> **Tasks and exercises**
(a) Answer these questions about the NAND bad block patch description:
(i) Which new option should a system use if it cannot support writing bad block markers to OOB?
(ii) What is step (1) in the new flash-based BBT procedure for marking bad blocks?
(iii) What reordering does the v4 note say was made?
(b) Carry the NAND bad block patch description further, starting after its last line.
═════ Document excerpt
Patchwork [v4,2/2] mtd: nand: write BBM to OOB even with flash-based BBT

login
register
mail settings
Submitter Brian Norris
Date Jan. 21, 2012, 4:38 a.m.
Message ID <1327120684-7066-3-git-send-email-computersforpeace@gmail.com>
Download mbox | patch
Permalink /patch/137154/
State New
Headers show

Comments

Brian Norris - Jan. 21, 2012, 4:38 a.m.
Currently, the flash-based BBT implementation writes bad block data only
to its flash-based table and not to the OOB marker area. Then, as new bad
blocks are marked over time, the OOB markers become out of date and the
flash-based table becomes the only source of current bad block
information.

This is undesirable because the OOB area is considered the standard
location for bad block information and its distributed nature allows it to
tolerate some more corruption than a centralized table. It becomes a more
obvious problem when, for example:

 * bootloader cannot read the flash-based BBT format
 * BBT is corrupted and the flash must be rescanned for bad
   blocks; we want to remember bad blocks that were marked from Linux

So to keep the bad block markers in sync with the flash-based BBT, this
patch changes the default so that we write bad block markers to the proper
OOB area on each block in addition to flash-based BBT. Comments are
updated, expanded, and/or relocated as necessary.

The new flash-based BBT procedure for marking bad blocks:
 (1) erase the affected block, to allow OOB marker to be written cleanly
 (2) update in-memory BBT
 (3) write bad block marker to OOB area of affected block
 (4) update flash-based BBT
Note that we retain the first error encountered in (3) or (4), finish the
procedures, and dump the error in the end:

This should handle power cuts gracefully enough. (1) and (2) are mostly
harmless (note that (1) will not erase an already-recognized bad block).
The OOB and BBT may be "out of sync" if we experience power loss bewteen
(3) and (4), but we can reasonably expect that on next boot, subsequent
I/O operations will discover that the block should be marked bad again,
thus re-syncing the OOB and BBT.

Note that this is a change from the previous default flash-based BBT
behavior. If your system cannot support writing bad block markers to OOB,
use the new NAND_BBT_NO_OOB_BBM option (in combination with
NAND_BBT_USE_FLASH and NAND_BBT_NO_OOB).

Signed-off-by: Brian Norris <computersforpeace@gmail.com>
---
v4: Re-order operations so we write BBM before BBT. This should help with
    power cuts. Option for old behavior changed to NAND_BBT_NO_OOB_BBM, 
    use in chip->bbt_options.
v3: Writing to flash-based BBT and to BBM is still default, but
    there is a new option NAND_NO_WRITE_OOB that can prevent writing the
    BBM as well as prevent all other OOB writes.
v2: Explain potential power cut issues and remove option for retaining
    old behavior.
v1: Implement option NAND_BBT_WRITE_BBM that causes marker to be written
    to both BBT + BBM.
══════════
═════ Information given
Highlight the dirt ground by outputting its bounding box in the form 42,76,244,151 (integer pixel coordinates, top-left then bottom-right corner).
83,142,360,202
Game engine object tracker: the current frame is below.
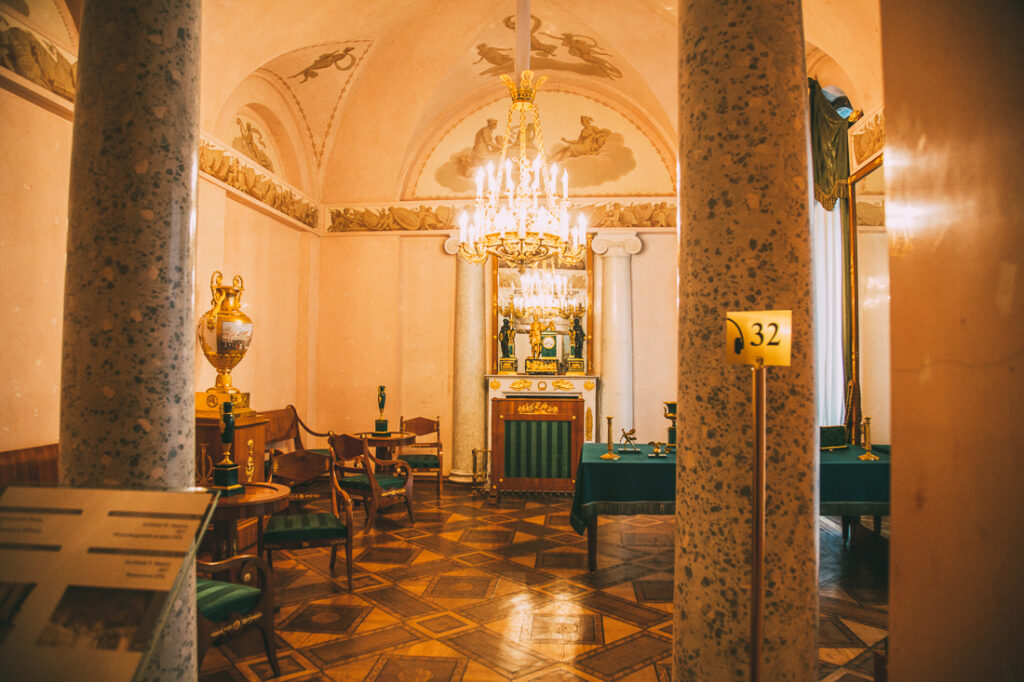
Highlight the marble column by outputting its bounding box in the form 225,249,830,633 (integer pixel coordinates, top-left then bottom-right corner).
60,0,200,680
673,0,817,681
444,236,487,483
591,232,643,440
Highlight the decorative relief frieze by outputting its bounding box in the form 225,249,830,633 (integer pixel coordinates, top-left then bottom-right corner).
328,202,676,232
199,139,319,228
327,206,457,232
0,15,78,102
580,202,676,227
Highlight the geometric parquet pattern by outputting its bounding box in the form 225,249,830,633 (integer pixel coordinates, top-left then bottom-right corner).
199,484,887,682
══════════
═════ Information given
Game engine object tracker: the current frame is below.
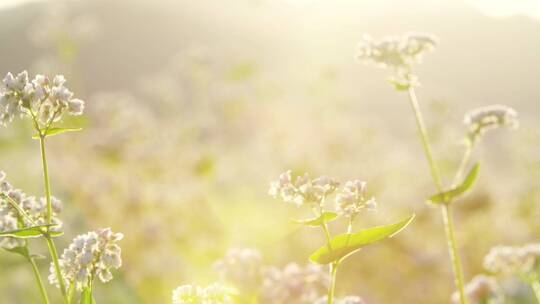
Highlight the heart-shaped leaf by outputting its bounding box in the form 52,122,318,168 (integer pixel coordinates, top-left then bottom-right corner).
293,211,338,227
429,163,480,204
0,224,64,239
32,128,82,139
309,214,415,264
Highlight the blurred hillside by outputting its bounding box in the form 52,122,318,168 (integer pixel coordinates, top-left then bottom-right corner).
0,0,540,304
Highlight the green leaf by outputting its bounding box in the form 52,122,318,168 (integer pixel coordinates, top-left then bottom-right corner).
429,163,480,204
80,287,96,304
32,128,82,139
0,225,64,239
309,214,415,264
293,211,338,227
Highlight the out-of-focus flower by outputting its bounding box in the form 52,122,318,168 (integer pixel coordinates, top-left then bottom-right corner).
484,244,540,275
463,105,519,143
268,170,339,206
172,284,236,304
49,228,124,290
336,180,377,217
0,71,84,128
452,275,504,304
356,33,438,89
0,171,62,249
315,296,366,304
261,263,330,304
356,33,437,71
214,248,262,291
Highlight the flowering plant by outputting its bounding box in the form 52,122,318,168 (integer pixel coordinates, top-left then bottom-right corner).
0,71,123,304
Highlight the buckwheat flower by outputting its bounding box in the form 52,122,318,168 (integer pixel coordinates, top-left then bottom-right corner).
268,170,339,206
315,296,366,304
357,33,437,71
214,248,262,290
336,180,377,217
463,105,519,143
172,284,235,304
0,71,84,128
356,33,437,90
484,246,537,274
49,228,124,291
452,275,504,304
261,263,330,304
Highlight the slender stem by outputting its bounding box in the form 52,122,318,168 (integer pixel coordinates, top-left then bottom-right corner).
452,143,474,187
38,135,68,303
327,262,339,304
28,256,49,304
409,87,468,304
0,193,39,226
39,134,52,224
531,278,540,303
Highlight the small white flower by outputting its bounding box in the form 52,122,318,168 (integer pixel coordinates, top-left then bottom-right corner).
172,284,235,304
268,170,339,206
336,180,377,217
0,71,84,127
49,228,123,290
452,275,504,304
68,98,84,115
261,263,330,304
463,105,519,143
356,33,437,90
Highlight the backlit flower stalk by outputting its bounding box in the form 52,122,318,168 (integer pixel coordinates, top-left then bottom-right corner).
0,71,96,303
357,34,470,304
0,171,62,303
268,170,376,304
══════════
> **Answers in order**
(a)
(i) NAND_BBT_NO_OOB_BBM, in combination with NAND_BBT_USE_FLASH and NAND_BBT_NO_OOB.
(ii) Erase the affected block, so that the OOB marker can be written cleanly.
(iii) The operations were reordered so that the BBM is written before the BBT.

(b)
 drivers/mtd/nand/nand_base.c |   45 ++++++++++++++++++++++++++++--------------
 include/linux/mtd/bbm.h      |    5 ++++
 2 files changed, 35 insertions(+), 15 deletions(-)
Shmulik Ladkani - Jan. 21, 2012, 9:57 a.m.
On Fri, 20 Jan 2012 20:38:04 -0800 Brian Norris <computersforpeace@gmail.com> wrote:
> The new flash-based BBT procedure for marking bad blocks:
>  (1) erase the affected block, to allow OOB marker to be written cleanly
>  (2) update in-memory BBT
>  (3) write bad block marker to OOB area of affected block
>  (4) update flash-based BBT
> Note that we retain the first error encountered in (3) or (4), finish the
> procedures, and dump the error in the end:
> 
> This should handle power cuts gracefully enough. (1) and (2) are mostly
> harmless (note that (1) will not erase an already-recognized bad block).
> The OOB and BBT may be "out of sync" if we experience power loss bewteen
> (3) and (4), but we can reasonably expect that on next boot, subsequent
> I/O operations will discover that the block should be marked bad again,
> thus re-syncing the OOB and BBT.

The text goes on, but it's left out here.